**EXCERPT TO READ**
..........

THE LIMITS OF ECONOMIC WARFARE

What Sanctions on Russia Can and Cannot Achieve

By Peter Harrell

March 27, 2023

Foreign Affairs

 

Over the past decade, economic sanctions emerged as Washington’s preferred policy tool to deal with a range of concerns, from adversarial governments in Iran and Venezuela to international drug trafficking. Sanctions became popular because officials saw them as a low-cost tool that could hurt the United States’ foes. The 2015 Iran nuclear deal, which Iran agreed to after years of devastating sanctions, seemed to vindicate policymakers’ view that sanctions could force adversaries into strategic concessions. Under U.S. President Donald Trump, renewed sanctions against Iran and sanctions targeting Venezuela were widely seen as effective in debilitating those countries’ economies.

Against this backdrop, when Russian President Vladimir Putin launched an invasion of Ukraine in February 2022, the Western response was immediate: the United States and its allies slammed Russia with a raft of sanctions and other economic restrictions. But a year later, the effectiveness of these measures offers important lessons on their limits. Sanctions and export controls have been useful in undermining Russia’s financial resources and industrial base, but they have done little to change the Kremlin’s strategic calculus.

..........

**EXTRACTED MATERIAL**

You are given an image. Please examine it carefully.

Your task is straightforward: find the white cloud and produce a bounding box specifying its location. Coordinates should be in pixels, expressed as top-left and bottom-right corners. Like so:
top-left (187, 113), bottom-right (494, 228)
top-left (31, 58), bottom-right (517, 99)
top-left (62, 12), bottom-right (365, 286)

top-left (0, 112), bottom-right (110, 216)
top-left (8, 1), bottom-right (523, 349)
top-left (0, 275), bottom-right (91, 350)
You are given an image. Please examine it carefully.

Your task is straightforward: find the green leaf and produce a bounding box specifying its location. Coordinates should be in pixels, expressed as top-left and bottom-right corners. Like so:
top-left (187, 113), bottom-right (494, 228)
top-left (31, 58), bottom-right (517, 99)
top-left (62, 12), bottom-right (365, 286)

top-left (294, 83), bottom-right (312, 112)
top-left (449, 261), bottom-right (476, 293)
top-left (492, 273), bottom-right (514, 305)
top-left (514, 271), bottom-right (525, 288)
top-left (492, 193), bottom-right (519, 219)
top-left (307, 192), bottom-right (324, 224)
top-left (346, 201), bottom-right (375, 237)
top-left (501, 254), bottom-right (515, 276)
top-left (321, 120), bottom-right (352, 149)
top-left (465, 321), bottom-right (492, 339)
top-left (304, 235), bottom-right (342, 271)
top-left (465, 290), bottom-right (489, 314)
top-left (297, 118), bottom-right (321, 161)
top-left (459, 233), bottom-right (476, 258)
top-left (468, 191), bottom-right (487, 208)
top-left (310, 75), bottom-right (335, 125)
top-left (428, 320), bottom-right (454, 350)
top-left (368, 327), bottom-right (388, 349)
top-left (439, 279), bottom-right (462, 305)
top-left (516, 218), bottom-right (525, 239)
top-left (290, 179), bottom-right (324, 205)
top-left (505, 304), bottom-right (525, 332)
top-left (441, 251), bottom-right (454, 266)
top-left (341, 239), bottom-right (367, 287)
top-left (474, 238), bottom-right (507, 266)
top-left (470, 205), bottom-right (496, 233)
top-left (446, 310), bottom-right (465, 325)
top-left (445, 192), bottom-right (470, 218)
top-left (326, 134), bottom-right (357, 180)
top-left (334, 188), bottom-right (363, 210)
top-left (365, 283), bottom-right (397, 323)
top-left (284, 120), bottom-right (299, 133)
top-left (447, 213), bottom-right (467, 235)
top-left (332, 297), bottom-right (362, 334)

..........

**TASK TO COMPLETE**
Rewrite the stretch of the article on sanctions against Russia from "THE LIMITS OF" through "those countries’ economies.", changing "Venezuela" to "Cuba" everywhere.

**THE RESPONSE**
THE LIMITS OF ECONOMIC WARFARE

What Sanctions on Russia Can and Cannot Achieve

By Peter Harrell

March 27, 2023

Foreign Affairs

 

Over the past decade, economic sanctions emerged as Washington’s preferred policy tool to deal with a range of concerns, from adversarial governments in Iran and Cuba to international drug trafficking. Sanctions became popular because officials saw them as a low-cost tool that could hurt the United States’ foes. The 2015 Iran nuclear deal, which Iran agreed to after years of devastating sanctions, seemed to vindicate policymakers’ view that sanctions could force adversaries into strategic concessions. Under U.S. President Donald Trump, renewed sanctions against Iran and sanctions targeting Cuba were widely seen as effective in debilitating those countries’ economies.